* [OBJETIVO DEL EJERCICIO]:
Transcribe, por favor, el fragmento del texto sobre los premios Goya que va desde "La vigésimo novena" hasta "pobres e hipócritas.".

* [TEXTO PROPORCIONADO]:
-*-
La vigésimo novena edición de la entrega de los premios Goya no deparó sorpresas. La lógica se impuso a la especulación, el sentido común reclamó la reducción de un IVA cultural depredador y vengativo y la ceremonia fue injustificadamente larga. Sobre todo porque los premiados malgastan la posibilidad de decir algo inteligente y optan por agradecer el premio a su padre que está en los cielos, a su madre que le parió, al productor del que luego dirá maldades e incluso a los miembros más humildes del equipo a los que ni saludaba los días del rodaje... Cosas de un país de pobres e hipócritas.
-*-
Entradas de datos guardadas
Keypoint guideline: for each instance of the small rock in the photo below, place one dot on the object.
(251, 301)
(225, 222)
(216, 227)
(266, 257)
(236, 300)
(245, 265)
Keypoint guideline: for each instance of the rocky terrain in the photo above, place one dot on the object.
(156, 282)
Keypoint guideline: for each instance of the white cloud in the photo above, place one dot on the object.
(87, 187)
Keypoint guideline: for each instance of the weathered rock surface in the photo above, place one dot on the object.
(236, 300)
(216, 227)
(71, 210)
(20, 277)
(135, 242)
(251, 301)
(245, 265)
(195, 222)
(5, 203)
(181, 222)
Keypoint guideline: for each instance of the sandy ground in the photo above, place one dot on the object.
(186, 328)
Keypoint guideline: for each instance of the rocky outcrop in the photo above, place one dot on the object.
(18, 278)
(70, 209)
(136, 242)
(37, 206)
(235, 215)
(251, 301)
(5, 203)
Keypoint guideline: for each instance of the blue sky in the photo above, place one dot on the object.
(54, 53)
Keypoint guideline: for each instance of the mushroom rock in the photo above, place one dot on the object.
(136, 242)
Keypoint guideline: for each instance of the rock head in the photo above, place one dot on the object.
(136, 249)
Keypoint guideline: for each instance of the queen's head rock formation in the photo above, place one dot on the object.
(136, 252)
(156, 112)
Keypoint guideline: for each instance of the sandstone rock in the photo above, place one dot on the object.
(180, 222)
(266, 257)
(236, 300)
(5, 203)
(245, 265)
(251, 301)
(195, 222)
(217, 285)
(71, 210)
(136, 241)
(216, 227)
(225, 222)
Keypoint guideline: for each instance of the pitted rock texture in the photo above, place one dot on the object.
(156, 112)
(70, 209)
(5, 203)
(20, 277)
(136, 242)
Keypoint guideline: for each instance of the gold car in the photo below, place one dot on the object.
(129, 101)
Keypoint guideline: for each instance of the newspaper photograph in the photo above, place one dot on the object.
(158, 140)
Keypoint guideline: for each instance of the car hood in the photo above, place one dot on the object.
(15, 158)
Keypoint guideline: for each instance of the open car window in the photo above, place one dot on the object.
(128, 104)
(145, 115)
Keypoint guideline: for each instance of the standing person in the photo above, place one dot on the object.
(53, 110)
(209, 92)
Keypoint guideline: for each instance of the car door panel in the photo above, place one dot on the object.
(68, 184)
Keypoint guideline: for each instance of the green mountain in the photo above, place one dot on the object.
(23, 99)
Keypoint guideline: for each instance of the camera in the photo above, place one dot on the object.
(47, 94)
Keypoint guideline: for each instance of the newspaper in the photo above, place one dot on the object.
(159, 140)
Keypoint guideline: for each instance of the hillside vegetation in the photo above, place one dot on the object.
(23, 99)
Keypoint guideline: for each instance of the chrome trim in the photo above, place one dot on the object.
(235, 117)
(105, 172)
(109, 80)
-*-
* [RESULTADO DE LA TAREA]:
La vigésimo novena edición de la entrega de los premios Goya no deparó sorpresas. La lógica se impuso a la especulación, el sentido común reclamó la reducción de un IVA cultural depredador y vengativo y la ceremonia fue injustificadamente larga. Sobre todo porque los premiados malgastan la posibilidad de decir algo inteligente y optan por agradecer el premio a su padre que está en los cielos, a su madre que le parió, al productor del que luego dirá maldades e incluso a los miembros más humildes del equipo a los que ni saludaba los días del rodaje... Cosas de un país de pobres e hipócritas.